TRECHO DO TEXTO:
----------
1 - Os meus leitores que estudaram Camões no tempo próprio ainda se lembram certamente da Canção X, “Vinde cá, meu tão certo secretário”:
“Vinde cá, meu tão certo secretário
Dos queixumes que sempre ando fazendo,
Papel, com que a pena desafogo!
As sem-razões digamos que, vivendo,
Me faz o inexorável e contrário
Destino, surdo a lágrimas e a rogo…”
Este tão seguro e certo “secretário” convocado pelo Poeta era, como refere o terceiro verso, o próprio papel em que desafogava as suas mágoas.
O papel constituía o seu secretário de confiança, o seu escrivão de puridade.
Em boa verdade, secretário é o que conhece os segredos: “a secretis”, como do latim desaguou na nossa língua, antes de o novo e desconjuntado Acordo Ortográfico eliminar da respectiva grafia, como uma rasoura parola, todos os vestígios da origem das palavras portuguesas.
Camões, que muito e por desvairadas partes viveu e penou - e por isso muito aprendeu -, sabia que os nossos segredos só ficam verdadeiramente guardados quando ditos apenas para dentro de nós próprios – ou para dentro do que mantemos no nosso controlo, como o papel em que escrevemos e que podemos guardar a recato.
Ele sabia – como nós também sabemos – que os segredos são matéria volátil, que buscam freneticamente a luz e a exposição, aproveitando cada pequena fissura ou insídia para fugir da blindagem que os comprime, abrindo em mil cores e direcções.
Por isso os nossos segredos não devem ser confiados a mais ninguém senão a nós próprios.
Segredos contados a outros são, como se sabe, segredos que voam, logo recontados.
----------
INSTRUÇÃO:
Reproduza sem alterações a passagem do texto sobre Camões e os segredos que começa em "Camões, que muito" e segue até "voam, logo recontados.".
----------
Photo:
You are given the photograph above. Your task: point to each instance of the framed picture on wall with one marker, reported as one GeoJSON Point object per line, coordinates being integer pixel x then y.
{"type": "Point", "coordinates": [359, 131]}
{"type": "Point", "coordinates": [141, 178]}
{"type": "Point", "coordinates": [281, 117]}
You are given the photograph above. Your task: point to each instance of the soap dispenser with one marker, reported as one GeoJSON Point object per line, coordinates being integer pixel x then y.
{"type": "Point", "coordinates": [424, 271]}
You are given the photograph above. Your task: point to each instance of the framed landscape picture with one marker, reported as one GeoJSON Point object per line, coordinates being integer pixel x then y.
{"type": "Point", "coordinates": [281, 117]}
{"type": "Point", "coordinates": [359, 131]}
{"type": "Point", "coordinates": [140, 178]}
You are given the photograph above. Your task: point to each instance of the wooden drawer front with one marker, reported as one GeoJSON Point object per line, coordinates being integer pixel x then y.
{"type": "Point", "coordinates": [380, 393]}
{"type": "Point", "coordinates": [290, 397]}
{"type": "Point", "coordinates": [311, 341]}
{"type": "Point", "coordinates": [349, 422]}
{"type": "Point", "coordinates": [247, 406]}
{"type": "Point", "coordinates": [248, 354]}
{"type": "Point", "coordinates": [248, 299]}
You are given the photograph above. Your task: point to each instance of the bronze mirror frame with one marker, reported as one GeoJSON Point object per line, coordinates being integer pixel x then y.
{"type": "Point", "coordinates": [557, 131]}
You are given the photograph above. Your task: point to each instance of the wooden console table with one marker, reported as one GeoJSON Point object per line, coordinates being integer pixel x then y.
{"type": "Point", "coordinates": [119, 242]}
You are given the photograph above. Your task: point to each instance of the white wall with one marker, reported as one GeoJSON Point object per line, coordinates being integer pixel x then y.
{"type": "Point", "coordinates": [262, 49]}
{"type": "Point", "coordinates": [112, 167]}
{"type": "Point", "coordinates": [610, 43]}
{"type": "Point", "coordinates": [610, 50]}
----------
RESPOSTA:
Camões, que muito e por desvairadas partes viveu e penou - e por isso muito aprendeu -, sabia que os nossos segredos só ficam verdadeiramente guardados quando ditos apenas para dentro de nós próprios – ou para dentro do que mantemos no nosso controlo, como o papel em que escrevemos e que podemos guardar a recato.
Ele sabia – como nós também sabemos – que os segredos são matéria volátil, que buscam freneticamente a luz e a exposição, aproveitando cada pequena fissura ou insídia para fugir da blindagem que os comprime, abrindo em mil cores e direcções.
Por isso os nossos segredos não devem ser confiados a mais ninguém senão a nós próprios.
Segredos contados a outros são, como se sabe, segredos que voam, logo recontados.